Point localization data

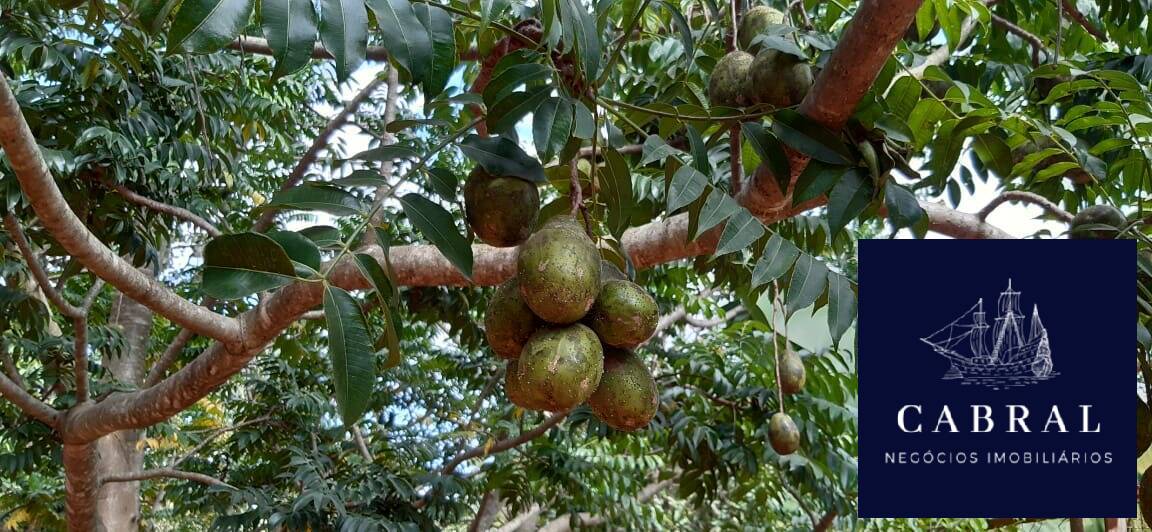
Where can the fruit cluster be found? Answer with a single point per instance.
(567, 324)
(751, 75)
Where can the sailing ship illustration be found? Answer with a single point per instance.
(1013, 354)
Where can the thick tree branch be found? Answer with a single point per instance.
(159, 473)
(1076, 15)
(163, 207)
(1025, 197)
(503, 445)
(318, 144)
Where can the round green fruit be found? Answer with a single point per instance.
(782, 434)
(624, 314)
(627, 397)
(779, 80)
(515, 389)
(609, 272)
(791, 373)
(755, 22)
(559, 273)
(1143, 426)
(560, 366)
(508, 321)
(729, 82)
(501, 211)
(1097, 214)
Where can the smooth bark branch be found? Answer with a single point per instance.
(159, 473)
(1076, 15)
(1025, 197)
(505, 445)
(163, 207)
(57, 217)
(318, 144)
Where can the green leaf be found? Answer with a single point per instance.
(848, 198)
(351, 354)
(444, 47)
(362, 179)
(718, 207)
(244, 264)
(806, 283)
(810, 138)
(841, 305)
(500, 156)
(580, 28)
(387, 153)
(438, 227)
(207, 25)
(770, 150)
(386, 291)
(816, 180)
(656, 150)
(699, 150)
(289, 27)
(298, 248)
(318, 197)
(779, 255)
(343, 31)
(505, 114)
(741, 230)
(406, 38)
(687, 184)
(616, 190)
(552, 127)
(903, 209)
(444, 182)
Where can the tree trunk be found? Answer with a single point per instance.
(119, 503)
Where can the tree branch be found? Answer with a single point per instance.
(1076, 15)
(171, 210)
(1024, 197)
(57, 217)
(505, 445)
(157, 473)
(318, 144)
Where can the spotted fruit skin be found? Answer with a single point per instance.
(560, 366)
(559, 273)
(508, 323)
(627, 397)
(501, 211)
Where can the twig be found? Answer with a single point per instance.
(1076, 15)
(171, 210)
(505, 445)
(171, 354)
(157, 473)
(318, 144)
(1024, 197)
(1031, 39)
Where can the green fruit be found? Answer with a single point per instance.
(559, 272)
(1143, 426)
(609, 272)
(508, 321)
(779, 80)
(791, 373)
(729, 82)
(624, 314)
(514, 388)
(1145, 496)
(782, 434)
(755, 22)
(1097, 214)
(627, 396)
(560, 366)
(501, 211)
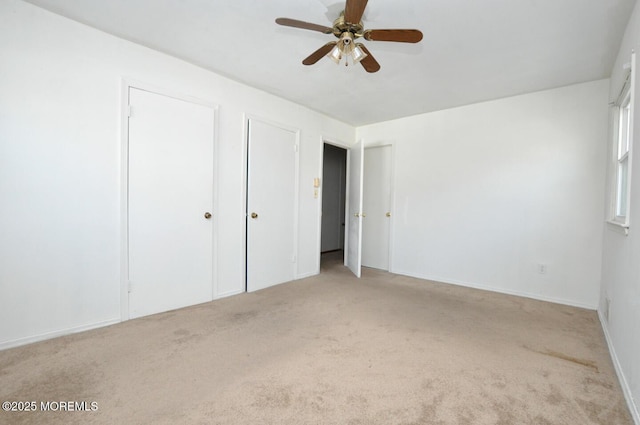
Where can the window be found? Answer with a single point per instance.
(622, 166)
(622, 154)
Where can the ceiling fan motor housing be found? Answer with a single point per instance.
(340, 26)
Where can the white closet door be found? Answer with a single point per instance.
(272, 183)
(170, 194)
(353, 252)
(377, 207)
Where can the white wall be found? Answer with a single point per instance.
(621, 254)
(60, 187)
(484, 193)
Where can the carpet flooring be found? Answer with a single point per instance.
(330, 349)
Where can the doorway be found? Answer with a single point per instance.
(334, 183)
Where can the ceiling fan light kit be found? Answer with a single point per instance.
(347, 28)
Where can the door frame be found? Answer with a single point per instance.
(125, 85)
(246, 117)
(347, 147)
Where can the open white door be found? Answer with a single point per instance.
(353, 257)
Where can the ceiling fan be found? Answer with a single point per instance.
(348, 28)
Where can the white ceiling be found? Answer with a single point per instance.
(472, 50)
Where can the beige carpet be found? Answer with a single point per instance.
(330, 349)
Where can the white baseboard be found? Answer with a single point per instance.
(41, 337)
(229, 293)
(308, 274)
(621, 376)
(501, 290)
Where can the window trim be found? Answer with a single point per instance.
(625, 100)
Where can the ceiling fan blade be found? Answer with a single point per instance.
(304, 25)
(368, 63)
(353, 11)
(403, 36)
(319, 54)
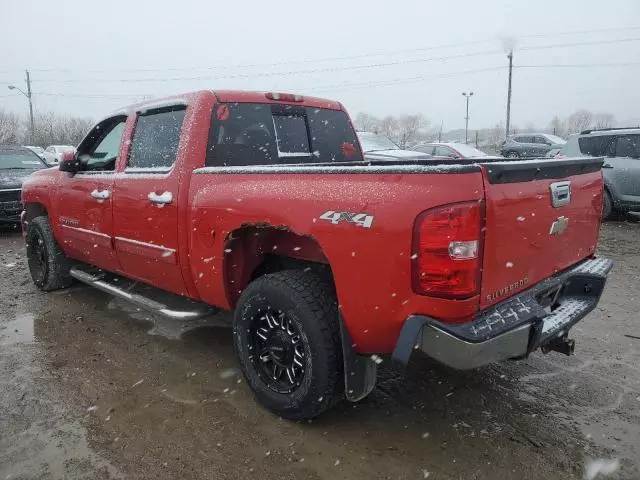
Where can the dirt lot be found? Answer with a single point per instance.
(91, 388)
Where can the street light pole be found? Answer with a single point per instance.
(28, 95)
(466, 125)
(510, 57)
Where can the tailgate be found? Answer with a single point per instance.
(542, 216)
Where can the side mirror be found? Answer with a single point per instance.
(69, 162)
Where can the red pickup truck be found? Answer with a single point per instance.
(262, 203)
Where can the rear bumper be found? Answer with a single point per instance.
(513, 328)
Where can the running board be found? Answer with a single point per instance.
(172, 306)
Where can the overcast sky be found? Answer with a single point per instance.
(88, 58)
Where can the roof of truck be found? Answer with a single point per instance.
(228, 96)
(244, 96)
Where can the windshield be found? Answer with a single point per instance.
(371, 142)
(21, 159)
(555, 139)
(467, 151)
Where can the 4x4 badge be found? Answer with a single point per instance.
(361, 219)
(559, 225)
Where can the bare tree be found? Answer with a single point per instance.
(51, 129)
(412, 129)
(10, 128)
(495, 135)
(603, 120)
(388, 127)
(365, 122)
(558, 126)
(579, 120)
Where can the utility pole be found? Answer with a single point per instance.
(30, 105)
(28, 95)
(466, 126)
(510, 57)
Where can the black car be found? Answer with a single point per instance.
(15, 164)
(376, 147)
(530, 145)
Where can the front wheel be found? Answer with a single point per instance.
(287, 340)
(48, 265)
(607, 206)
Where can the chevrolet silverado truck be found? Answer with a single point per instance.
(262, 204)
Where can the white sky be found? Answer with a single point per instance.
(73, 47)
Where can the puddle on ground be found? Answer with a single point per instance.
(17, 330)
(167, 327)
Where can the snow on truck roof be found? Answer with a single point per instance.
(231, 96)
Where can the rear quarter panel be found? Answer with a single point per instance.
(371, 266)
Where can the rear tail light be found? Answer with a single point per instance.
(284, 97)
(447, 249)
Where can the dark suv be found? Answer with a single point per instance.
(621, 169)
(529, 145)
(15, 164)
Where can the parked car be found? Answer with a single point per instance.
(529, 145)
(554, 152)
(15, 164)
(261, 204)
(53, 153)
(450, 150)
(38, 151)
(621, 170)
(379, 147)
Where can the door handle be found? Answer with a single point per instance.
(100, 194)
(166, 197)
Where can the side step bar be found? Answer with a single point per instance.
(141, 295)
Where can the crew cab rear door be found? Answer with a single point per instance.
(542, 216)
(146, 201)
(84, 201)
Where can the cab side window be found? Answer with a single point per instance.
(99, 151)
(156, 138)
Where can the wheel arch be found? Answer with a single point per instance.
(256, 250)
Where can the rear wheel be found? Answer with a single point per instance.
(48, 265)
(287, 340)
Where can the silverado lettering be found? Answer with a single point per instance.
(508, 289)
(208, 201)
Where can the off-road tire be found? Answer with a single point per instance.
(43, 249)
(308, 298)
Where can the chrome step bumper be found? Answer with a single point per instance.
(513, 328)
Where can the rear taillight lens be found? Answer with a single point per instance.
(447, 249)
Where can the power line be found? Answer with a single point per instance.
(339, 58)
(581, 65)
(580, 44)
(282, 73)
(335, 69)
(395, 81)
(276, 64)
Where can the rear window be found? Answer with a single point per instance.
(265, 134)
(596, 145)
(20, 159)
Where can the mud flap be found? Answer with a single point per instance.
(359, 371)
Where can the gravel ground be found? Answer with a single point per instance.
(93, 389)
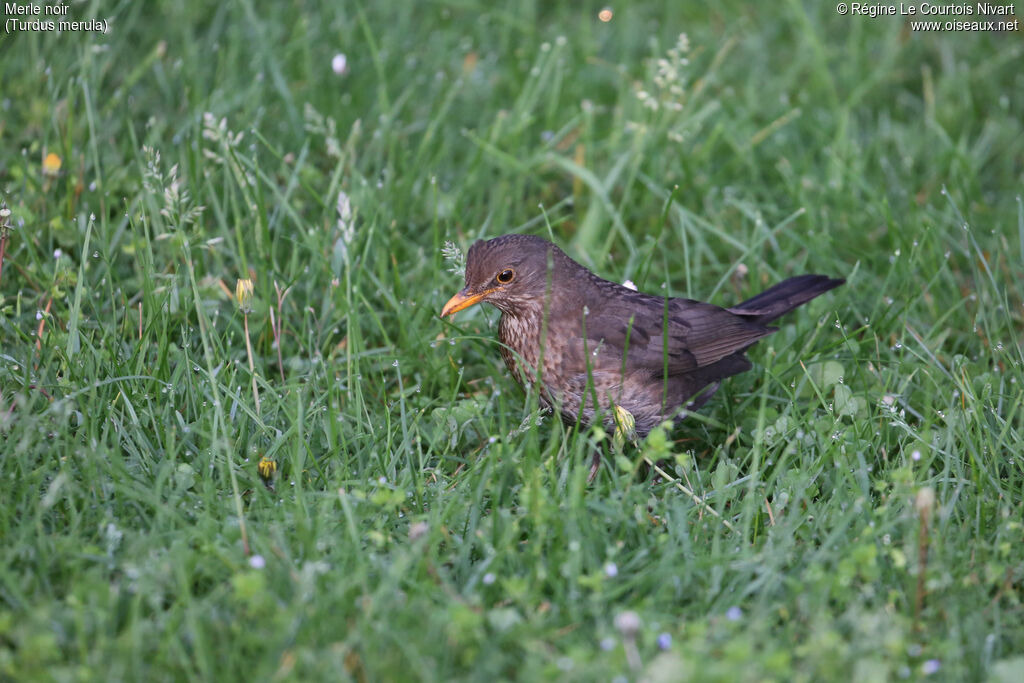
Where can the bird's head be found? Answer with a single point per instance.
(510, 272)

--- WHAT THIS TASK INVOLVES ---
Print all the entries exactly as they appear, without the pictures.

--- EXERCISE RESPONSE ---
Where can the fruit cluster be found? Answer with a single point per instance.
(567, 324)
(751, 75)
Where can the sailing ship illustration be found? Answer with a single point per instance.
(1013, 354)
Where can the thick tree branch be found? Answer with a single point per instance.
(159, 473)
(1076, 15)
(163, 207)
(1025, 197)
(503, 445)
(318, 144)
Where can the round green fruit be found? Answer with a single point per instance.
(782, 434)
(624, 314)
(627, 397)
(779, 80)
(515, 389)
(609, 272)
(791, 373)
(755, 22)
(559, 273)
(1143, 426)
(560, 366)
(508, 321)
(729, 82)
(501, 211)
(1097, 214)
Where can the smooth bark branch be found? Answer with a single point per instance.
(159, 473)
(1076, 15)
(1025, 197)
(505, 445)
(163, 207)
(57, 217)
(318, 144)
Where can the green leaf be found? Answer with a single point per instance.
(848, 198)
(351, 354)
(444, 47)
(362, 179)
(718, 207)
(244, 264)
(806, 283)
(810, 138)
(841, 305)
(500, 156)
(580, 28)
(387, 153)
(438, 227)
(207, 25)
(770, 150)
(386, 291)
(816, 180)
(656, 150)
(699, 150)
(289, 27)
(298, 248)
(318, 197)
(779, 255)
(343, 31)
(505, 114)
(741, 230)
(406, 38)
(687, 184)
(616, 190)
(552, 127)
(903, 209)
(444, 182)
Where can the tree trunk be found? Answer with a single point per instance.
(119, 503)
Where can the tree branch be found? Answer with a single point per instance.
(1076, 15)
(171, 210)
(1024, 197)
(57, 217)
(505, 445)
(157, 473)
(318, 144)
Where can the spotted fruit skin be found? Answer with a single point per instance.
(560, 366)
(559, 273)
(508, 323)
(627, 397)
(501, 211)
Where can the twig be found? Answer with a single point per instance.
(1076, 15)
(171, 210)
(505, 445)
(171, 354)
(157, 473)
(318, 144)
(1024, 197)
(1031, 39)
Where can the green fruit be found? Answer with a single point per instance.
(559, 272)
(1143, 426)
(609, 272)
(508, 321)
(779, 80)
(791, 373)
(729, 82)
(624, 314)
(514, 388)
(1145, 496)
(782, 434)
(755, 22)
(1097, 214)
(627, 396)
(560, 366)
(501, 211)
Where can the window be found? Answer with a single point per instance.
(622, 166)
(622, 154)
Where can the ceiling fan motor housing be found? Answer with a single point per instance.
(340, 26)
Where can the white closet door be found? Answer with a single point per instance.
(272, 183)
(170, 194)
(353, 252)
(377, 207)
Where can the white wall be found? Answer with a single point per instance.
(621, 254)
(60, 187)
(484, 193)
Where can the carpet flooring be found? Answer with a single point per instance.
(330, 349)
Where can the doorway be found? Answer with a single point per instance.
(334, 183)
Where can the ceiling fan light kit be found? Answer with a single point per instance.
(347, 28)
Where can the door frame be found? Answer with a single point per instance.
(125, 85)
(246, 117)
(347, 147)
Where can the open white door be found? Answer with a single point per instance.
(353, 257)
Where can the ceiling fan be found? Answer with a single point per instance.
(348, 28)
Where can the white ceiling be found? Answer with a single point per instance.
(472, 50)
Where can the beige carpet be found? Answer with a single point per instance.
(330, 349)
Where can the white baseboard be found? Answer with a single point per instance.
(41, 337)
(229, 293)
(308, 274)
(621, 376)
(501, 290)
Where can the window trim be found? Answer with a single point per instance.
(625, 100)
Where can the ceiling fan blade be found? Answer with a single point per instance.
(304, 25)
(368, 63)
(353, 11)
(403, 36)
(319, 54)
Where can the dirt lot be found? Answer with a single point per instance.
(91, 388)
Where can the street light pole be found? Answer with a single point per instance.
(28, 95)
(466, 125)
(510, 57)
Where can the tailgate be found? Answer with a single point per instance.
(542, 216)
Where can the side mirror be found? Answer with a single point per instance.
(69, 162)
Where can the red pickup truck be found? Answer with a single point per instance.
(262, 203)
Where can the rear bumper be found? Answer with a single point per instance.
(513, 328)
Where can the running board be found? Answer with a single point per instance.
(172, 306)
Where can the overcast sky be found? Answer with a single point per instance.
(88, 58)
Where can the roof of truck be found? Answer with a single point per instance.
(228, 96)
(244, 96)
Where can the windshield be found? Answer with a single point per instance.
(371, 142)
(21, 159)
(555, 139)
(467, 151)
Where can the 4x4 badge be found? Answer with a single point per instance.
(361, 219)
(559, 225)
Where can the bare tree be found? Answer with a single point per instance.
(51, 129)
(412, 129)
(10, 128)
(495, 135)
(603, 120)
(388, 127)
(365, 122)
(558, 126)
(579, 120)
Where can the utility pole be found? Answer with a single point per instance.
(30, 105)
(28, 95)
(466, 126)
(510, 57)
Where can the black car be found? Answer with a single point per instance.
(15, 164)
(376, 147)
(530, 145)
Where can the front wheel be found? Answer with a single point per instance.
(287, 340)
(48, 265)
(607, 206)
Where can the chevrolet silverado truck be found? Answer with a single point per instance.
(262, 204)
Where can the white sky be found? Answer with a single point per instance.
(73, 47)
Where can the puddle on ground be found? Answer with a single point per instance.
(17, 330)
(167, 327)
Where can the snow on truck roof be found? Answer with a single point per instance.
(231, 96)
Where can the rear quarter panel be found? Answer with a single point per instance.
(371, 266)
Where can the rear tail light be found? Answer with a single point per instance.
(284, 97)
(447, 249)
Where can the dark suv be found? Answer with a single point per instance.
(621, 169)
(529, 145)
(15, 164)
Where can the parked car be found? Answer with a single point per instance.
(529, 145)
(554, 152)
(15, 164)
(261, 204)
(53, 153)
(450, 150)
(38, 151)
(621, 170)
(379, 147)
Where can the door handle be found? Answer with a single point per instance.
(100, 194)
(166, 197)
Where can the side step bar be found? Answer with a single point per instance.
(141, 295)
Where can the crew cab rear door be found? Answer with a single point per instance.
(542, 216)
(146, 201)
(84, 201)
Where can the cab side window be found? Answer with a single point per instance.
(99, 151)
(156, 138)
Where can the wheel arch be found? Answer with a single point per instance.
(256, 250)
Where can the rear wheel be found? Answer with a single point per instance.
(48, 265)
(287, 340)
Where can the silverado lettering be found? Answer with a single point per instance.
(508, 289)
(208, 201)
Where can the off-road tire be found? Answer with a single point per instance.
(43, 249)
(308, 298)
Where can the chrome step bumper be found? Answer with a single point per instance.
(513, 328)
Where can the rear taillight lens be found? Answer with a single point per instance.
(447, 249)
Where can the power line be found? Answer with a single point per instance.
(339, 58)
(581, 65)
(580, 44)
(282, 73)
(335, 69)
(395, 81)
(276, 64)
Where can the rear window be found? Answer with a single point per instance.
(265, 134)
(596, 145)
(20, 159)
Where can the mud flap be found? Answer with a single point per instance.
(359, 371)
Where can the gravel ground be found? Answer with a single point per instance.
(93, 389)
Where can the bird's head be found? Answer with a single point per instance.
(510, 272)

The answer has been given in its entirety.